** START OF Material shown **

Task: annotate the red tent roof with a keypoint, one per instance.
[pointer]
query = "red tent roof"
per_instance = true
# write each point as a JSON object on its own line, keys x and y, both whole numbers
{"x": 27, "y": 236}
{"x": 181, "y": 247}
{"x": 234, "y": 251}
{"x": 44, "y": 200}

** END OF Material shown **

Task statement:
Rewrite the material above, putting "point" wherever "keypoint" appears and leaving everything else untouched.

Problem solution:
Task: annotate the red tent roof with a point, one per instance.
[pointer]
query = "red tent roof"
per_instance = true
# write each point as a JSON object on its own line, keys x and y, both whole numbers
{"x": 27, "y": 236}
{"x": 181, "y": 247}
{"x": 234, "y": 251}
{"x": 44, "y": 200}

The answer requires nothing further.